━━━━━ TEXT EXTRACT
United Nations Convention on the Law of the Sea 7

United Nations Convention on the Law of the Sea

 

SECTION 3. DEVELOPMENT OF RESOURCES
OF THE AREA

Article 150
Policies relating to activities in the Area

Activities in the Area shall, as specifically provided for in this Part, be
carried out in such a manner as to foster healthy development of the world
economy and balanced growth of international trade, and to promote
international cooperation for the over-all development of all countries,
especially developing States, and with a view to ensuring:

(a) the development of the resources of the Area;
(b) orderly, safe and rational management of the resources of the Area,
including the efficient conduct of activities in the Area and, in
accordance with sound principles of conservation, the avoidance of
unnecessary waste;
(c) the expansion of opportunities for participation in such activities
consistent in particular with articles 144 and 148;
(d) participation in revenues by the Authority and the transfer of
technology to the Enterprise and developing States as provided for in
this Convention;
(e) increased availability of the minerals derived from the Area as
needed in conjunction with minerals derived from other sources, to
ensure supplies to consumers of such minerals;
(f) the promotion of just and stable prices remunerative to producers and
fair to consumers for minerals derived both from the Area and from
other sources, and the promotion of long-term equilibrium between
supply and demand;
(g) the enhancement of opportunities for all States Parties, irrespective
of their social and economic systems or geographical location, to
participate in the development of the resources of the Area and the
prevention of monopolization of activities in the Area;
(h) the protection of developing countries from adverse effects on their
economies or on their export earnings resulting from a reduction in
the price of an affected mineral, or in the volume of exports of that
mineral, to the extent that such reduction is caused by activities in
the Area, as provided in article 151;
(i) the development of the common heritage for the benefit of mankind as
a whole; and
(j) conditions of access to markets for the imports of minerals produced
from the resources of the Area and for imports of commodities
produced from such minerals shall not be more favourable than the
most favourable applied to imports from other sources.

Article 151
Production policies

1. (a) Without prejudice to the objectives set forth in article 150 and
for the purpose of implementing subparagraph (h) of that article, the
Authority, acting through existing forums or such new arrangements or
agreements as may be appropriate, in which all interested parties,
including both producers and consumers, participate, shall take
measures necessary to promote the growth, efficiency and stability of
markets for those commodities produced from the minerals derived from
the Area, at prices remunerative to producers and fair to consumers.
All States Parties shall co-operate to this end.
(b) The Authority shall have the right to participate in any commodity
conference dealing with those commodities and in which all interested
parties including both producers and consumers participate. The
Authority shall have the right to become a party to any arrangement
or agreement resulting from such conferences. Participation of the
Authority in any organs established under those arrangements or
agreements shall be in respect of production in the Area and in
accordance with the relevant rules of those organs.
(c) The Authority shall carry out its obligations under the arrangements
or agreements referred to in this paragraph in a manner which assures
a uniform and non-discriminatory implementation in respect of all
production in the Area of the minerals concerned. In doing so, the
Authority shall act in a manner consistent with the terms of existing
contracts and approved plans of work of the Enterprise.
━━━━━━━━━━
━━━━━ RECORDS PROVIDED
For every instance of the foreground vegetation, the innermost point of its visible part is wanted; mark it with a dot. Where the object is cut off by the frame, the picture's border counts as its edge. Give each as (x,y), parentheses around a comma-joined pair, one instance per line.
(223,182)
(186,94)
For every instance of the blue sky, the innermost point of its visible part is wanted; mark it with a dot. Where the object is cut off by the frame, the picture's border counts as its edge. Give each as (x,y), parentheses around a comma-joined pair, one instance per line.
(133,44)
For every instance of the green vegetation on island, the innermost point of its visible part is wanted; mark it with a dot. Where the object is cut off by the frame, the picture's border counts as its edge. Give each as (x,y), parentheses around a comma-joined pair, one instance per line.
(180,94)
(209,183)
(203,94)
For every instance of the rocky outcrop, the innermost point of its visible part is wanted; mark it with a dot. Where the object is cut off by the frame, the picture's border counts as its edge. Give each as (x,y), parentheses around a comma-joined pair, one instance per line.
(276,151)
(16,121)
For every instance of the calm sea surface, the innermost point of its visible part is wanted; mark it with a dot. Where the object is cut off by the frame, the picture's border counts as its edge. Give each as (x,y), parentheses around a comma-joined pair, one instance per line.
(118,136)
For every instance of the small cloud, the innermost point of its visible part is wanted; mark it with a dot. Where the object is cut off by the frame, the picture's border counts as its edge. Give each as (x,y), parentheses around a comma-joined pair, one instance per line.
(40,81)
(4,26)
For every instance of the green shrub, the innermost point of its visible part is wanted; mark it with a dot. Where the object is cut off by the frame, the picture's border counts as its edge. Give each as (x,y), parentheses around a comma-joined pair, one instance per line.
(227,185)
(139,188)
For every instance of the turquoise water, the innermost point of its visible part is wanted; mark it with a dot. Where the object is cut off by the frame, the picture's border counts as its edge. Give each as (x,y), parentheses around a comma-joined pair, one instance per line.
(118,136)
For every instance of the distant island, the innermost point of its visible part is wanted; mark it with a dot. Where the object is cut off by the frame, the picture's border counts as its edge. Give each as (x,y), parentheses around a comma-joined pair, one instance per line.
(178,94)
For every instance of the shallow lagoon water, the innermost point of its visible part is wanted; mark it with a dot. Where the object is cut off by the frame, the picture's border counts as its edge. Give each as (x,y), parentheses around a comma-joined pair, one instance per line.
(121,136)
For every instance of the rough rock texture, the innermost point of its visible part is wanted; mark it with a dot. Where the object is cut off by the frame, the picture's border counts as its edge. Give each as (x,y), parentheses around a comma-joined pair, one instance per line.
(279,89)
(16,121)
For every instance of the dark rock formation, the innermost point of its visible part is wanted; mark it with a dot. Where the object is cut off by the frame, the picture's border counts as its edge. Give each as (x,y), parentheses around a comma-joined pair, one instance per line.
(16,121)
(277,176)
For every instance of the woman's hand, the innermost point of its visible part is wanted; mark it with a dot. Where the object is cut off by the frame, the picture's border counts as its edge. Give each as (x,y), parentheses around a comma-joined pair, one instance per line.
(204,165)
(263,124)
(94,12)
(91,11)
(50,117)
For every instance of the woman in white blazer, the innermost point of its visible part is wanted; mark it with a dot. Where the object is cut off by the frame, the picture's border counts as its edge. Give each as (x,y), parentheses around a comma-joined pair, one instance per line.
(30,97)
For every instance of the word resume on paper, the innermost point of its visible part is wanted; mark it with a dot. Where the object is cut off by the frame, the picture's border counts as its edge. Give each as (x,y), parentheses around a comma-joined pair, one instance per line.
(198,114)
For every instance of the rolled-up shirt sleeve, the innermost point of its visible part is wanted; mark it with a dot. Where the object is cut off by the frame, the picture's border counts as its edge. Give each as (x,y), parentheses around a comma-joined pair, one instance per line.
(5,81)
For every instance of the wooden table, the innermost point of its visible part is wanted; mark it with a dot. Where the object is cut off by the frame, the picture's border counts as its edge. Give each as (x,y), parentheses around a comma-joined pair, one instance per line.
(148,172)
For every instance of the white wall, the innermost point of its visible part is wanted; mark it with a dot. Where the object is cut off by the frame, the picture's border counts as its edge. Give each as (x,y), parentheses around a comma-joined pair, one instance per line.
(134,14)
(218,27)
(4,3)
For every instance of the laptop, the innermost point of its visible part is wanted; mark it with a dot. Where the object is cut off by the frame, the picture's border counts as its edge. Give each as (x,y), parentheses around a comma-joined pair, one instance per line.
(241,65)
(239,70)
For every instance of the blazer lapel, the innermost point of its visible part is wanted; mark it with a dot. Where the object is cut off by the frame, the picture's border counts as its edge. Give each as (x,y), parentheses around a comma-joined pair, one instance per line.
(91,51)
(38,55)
━━━━━━━━━━
» EXERCISES TO COMPLETE:
[1] In the Law of the Sea text, change the stretch from "(c) The Authority" through "of the Enterprise." by replacing "non-discriminatory" with "impartial".
[2] Answer these questions on the Law of the Sea text:
(a) What is the heading of Article 150?
(b) With which articles must the expansion of opportunities for participation be consistent under subparagraph (c) of Article 150?
(c) Under Article 151, what may the Authority become a party to?
[3] Pick up the Law of the Sea text after its last sentence and continue it.

» ANSWERS FOR THE TASKS:
[1]
(c) The Authority shall carry out its obligations under the arrangements
or agreements referred to in this paragraph in a manner which assures
a uniform and impartial implementation in respect of all
production in the Area of the minerals concerned. In doing so, the
Authority shall act in a manner consistent with the terms of existing
contracts and approved plans of work of the Enterprise.

[2]
(a) Policies relating to activities in the Area
(b) Articles 144 and 148
(c) Any arrangement or agreement resulting from commodity conferences dealing with those commodities in which all interested parties, including both producers and consumers, participate

[3]
2. (a) During the interim period specified in paragraph 3, commercial
production shall not be undertaken pursuant to an approved plan of
work until the operator has applied for and has been issued a
production authorization by the Authority. Such production
authorizations may not be applied for or issued more than five years
prior to the planned commencement of commercial production under the
plan of work unless, having regard to the nature and timing of
project development, the rules, regulations and procedures of the
Authority prescribe another period.
(b) In the application for the production authorization, the operator
shall specify the annual quantity of nickel expected to be recovered
under the approved plan of work. The application shall include a
schedule of expenditures to be made by the operator after he has
received the authorization which are reasonably calculated to allow
him to begin commercial production on the date planned.
(c) For the purposes of subparagraphs (a) and (b), the Authority shall
establish appropriate performance requirements in accordance with
Annex III, article 17.
(d) The Authority shall issue a production authorization for the level of
production applied for unless the sum of that level and the levels
already authorized exceeds the nickel production ceiling, as
calculated pursuant to paragraph 4 in the year of issuance of the
authorization, during any year of planned production falling within
the interim period.
(e) When issued, the production authorization and approved application
shall become a part of the approved plan of work.
(f) If the operator’s application for a production authorization is
denied pursuant to subparagraph (d), the operator may apply again to
the Authority at any time.

3. The interim period shall begin five years prior to 1 January of the year
in which the earliest commercial production is planned to commence under an
approved plan of work. If the earliest commercial production is delayed
beyond the year originally planned, the beginning of the interim period and
the production ceiling originally calculated shall be adjusted accordingly.
The interim period shall last 25 years or until the end of the Review
Conference referred to in article 155 or until the day when such new
arrangements or agreements as are referred to in paragraph 1 enter into
force, whichever is earliest. The Authority shall resume the power provided
in this article for the remainder of the interim period if the said
arrangements or agreements should lapse or become ineffective for any
reason whatsoever.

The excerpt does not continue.